=== Data excerpts ===
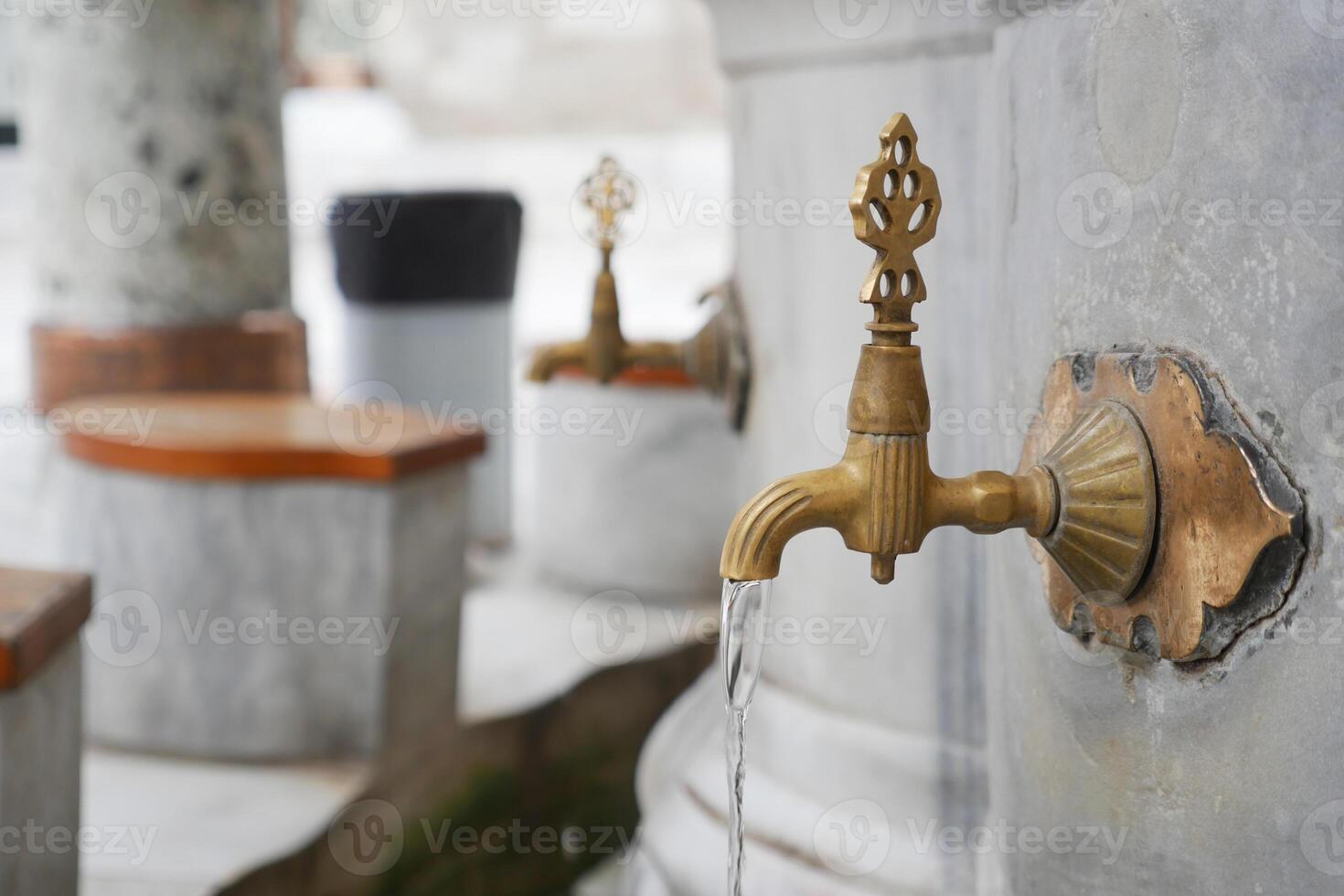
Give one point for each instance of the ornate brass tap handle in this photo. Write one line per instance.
(1092, 500)
(715, 357)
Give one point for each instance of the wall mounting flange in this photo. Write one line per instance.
(1229, 529)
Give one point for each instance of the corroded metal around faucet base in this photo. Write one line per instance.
(1229, 528)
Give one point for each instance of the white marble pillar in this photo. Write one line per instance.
(151, 142)
(132, 117)
(872, 701)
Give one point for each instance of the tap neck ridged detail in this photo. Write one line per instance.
(897, 472)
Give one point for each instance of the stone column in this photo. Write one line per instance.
(882, 713)
(40, 731)
(152, 143)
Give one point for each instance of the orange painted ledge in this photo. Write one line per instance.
(254, 435)
(39, 614)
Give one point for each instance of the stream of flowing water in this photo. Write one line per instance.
(745, 606)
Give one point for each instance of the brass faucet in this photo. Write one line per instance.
(1090, 501)
(603, 354)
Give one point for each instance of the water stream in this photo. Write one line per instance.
(745, 606)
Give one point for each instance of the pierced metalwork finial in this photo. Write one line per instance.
(895, 208)
(611, 194)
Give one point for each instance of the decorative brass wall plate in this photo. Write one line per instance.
(1229, 534)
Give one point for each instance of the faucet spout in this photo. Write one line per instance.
(883, 500)
(1092, 501)
(786, 508)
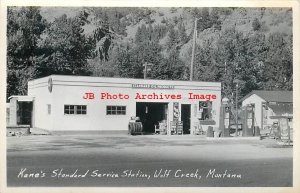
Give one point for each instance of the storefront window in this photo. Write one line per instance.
(75, 109)
(115, 110)
(205, 109)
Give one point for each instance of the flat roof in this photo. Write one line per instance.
(93, 79)
(272, 96)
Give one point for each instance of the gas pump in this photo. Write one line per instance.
(225, 118)
(248, 121)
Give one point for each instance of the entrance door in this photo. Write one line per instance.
(186, 118)
(151, 113)
(24, 113)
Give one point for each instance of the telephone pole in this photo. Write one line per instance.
(193, 50)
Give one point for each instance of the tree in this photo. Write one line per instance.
(66, 48)
(24, 28)
(256, 24)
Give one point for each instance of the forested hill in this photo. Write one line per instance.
(253, 45)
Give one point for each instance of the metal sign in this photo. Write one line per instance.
(50, 85)
(152, 86)
(175, 111)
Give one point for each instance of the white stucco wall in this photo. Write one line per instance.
(69, 90)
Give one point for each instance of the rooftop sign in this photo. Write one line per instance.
(152, 86)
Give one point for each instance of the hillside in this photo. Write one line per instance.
(251, 44)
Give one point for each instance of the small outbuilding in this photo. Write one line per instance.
(268, 104)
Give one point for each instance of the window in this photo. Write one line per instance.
(75, 109)
(49, 109)
(205, 108)
(115, 110)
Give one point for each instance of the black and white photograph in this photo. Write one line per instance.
(149, 96)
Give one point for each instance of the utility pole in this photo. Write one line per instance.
(236, 81)
(146, 69)
(193, 50)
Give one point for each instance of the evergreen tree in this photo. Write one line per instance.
(24, 28)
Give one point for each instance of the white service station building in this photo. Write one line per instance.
(83, 103)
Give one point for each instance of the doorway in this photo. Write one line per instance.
(186, 118)
(24, 113)
(151, 113)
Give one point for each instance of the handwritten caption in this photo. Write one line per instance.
(159, 173)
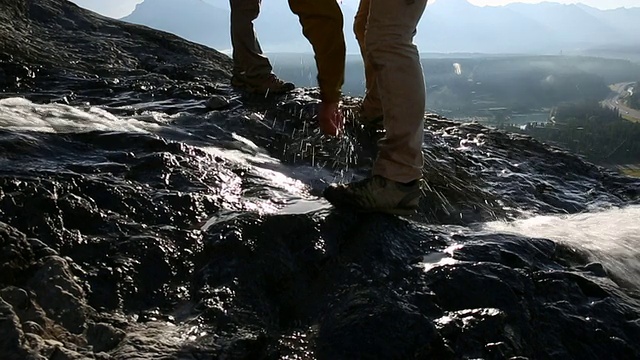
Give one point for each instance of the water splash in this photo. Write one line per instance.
(18, 114)
(611, 237)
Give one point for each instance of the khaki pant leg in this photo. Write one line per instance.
(248, 59)
(372, 107)
(322, 24)
(396, 62)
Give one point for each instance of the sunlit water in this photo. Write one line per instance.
(611, 237)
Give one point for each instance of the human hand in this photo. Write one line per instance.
(330, 118)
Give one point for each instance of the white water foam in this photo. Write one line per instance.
(19, 114)
(610, 237)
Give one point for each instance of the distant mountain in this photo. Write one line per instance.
(194, 20)
(447, 26)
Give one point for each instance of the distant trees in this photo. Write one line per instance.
(634, 100)
(598, 133)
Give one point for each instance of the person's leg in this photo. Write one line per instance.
(248, 59)
(322, 24)
(394, 186)
(371, 107)
(396, 62)
(252, 70)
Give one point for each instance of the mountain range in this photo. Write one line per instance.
(448, 26)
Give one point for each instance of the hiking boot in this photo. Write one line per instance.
(264, 85)
(376, 194)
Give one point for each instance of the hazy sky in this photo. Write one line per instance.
(120, 8)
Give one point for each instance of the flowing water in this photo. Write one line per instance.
(610, 237)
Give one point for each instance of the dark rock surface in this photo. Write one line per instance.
(157, 225)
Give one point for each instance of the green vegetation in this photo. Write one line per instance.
(600, 134)
(475, 85)
(633, 101)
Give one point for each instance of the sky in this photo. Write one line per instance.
(120, 8)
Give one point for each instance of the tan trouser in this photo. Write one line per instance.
(322, 24)
(248, 59)
(395, 83)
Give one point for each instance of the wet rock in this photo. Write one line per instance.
(61, 297)
(217, 102)
(3, 79)
(16, 256)
(12, 339)
(104, 337)
(174, 231)
(61, 353)
(389, 330)
(25, 307)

=== Given problem ===
Please rewrite the part of the records above that opens with the line containing "Give one point for each instance of the person's" and runs through the end of the records as a numbered list, including both ends and leaving out blank lines.

=== Final result ===
1. Give one point for each instance of the person's leg in this photo. Write one line per instance.
2. (248, 59)
3. (322, 24)
4. (394, 186)
5. (371, 107)
6. (396, 62)
7. (252, 70)
8. Give one point for each instance of the mountain range in this photo. Write one line per instance.
9. (448, 26)
10. Give one point for each instance of the hiking boot in this photo. Write one line per instance.
11. (264, 85)
12. (376, 194)
13. Give one point for each instance of the hazy sky in this photo. Write one line per instance.
14. (120, 8)
15. Give one point for each instance of the flowing water in this photo. Write one line per instance.
16. (610, 237)
17. Give one point for each instance of the dark rock surface in this photo. Write one line per instance.
18. (157, 225)
19. Give one point for each instance of the green vegetation in this photo. Write one line per instance.
20. (600, 134)
21. (475, 85)
22. (633, 101)
23. Give one point for each instance of the sky in this photo. Write one line per instance.
24. (120, 8)
25. Give one point for each instance of the tan trouser in this photo. Write one line per instance.
26. (322, 24)
27. (248, 59)
28. (395, 83)
29. Give one point for each instance of the wet rock in this photo. Write one line per instance.
30. (61, 297)
31. (217, 102)
32. (3, 79)
33. (16, 256)
34. (12, 339)
35. (104, 337)
36. (174, 231)
37. (61, 353)
38. (389, 330)
39. (25, 307)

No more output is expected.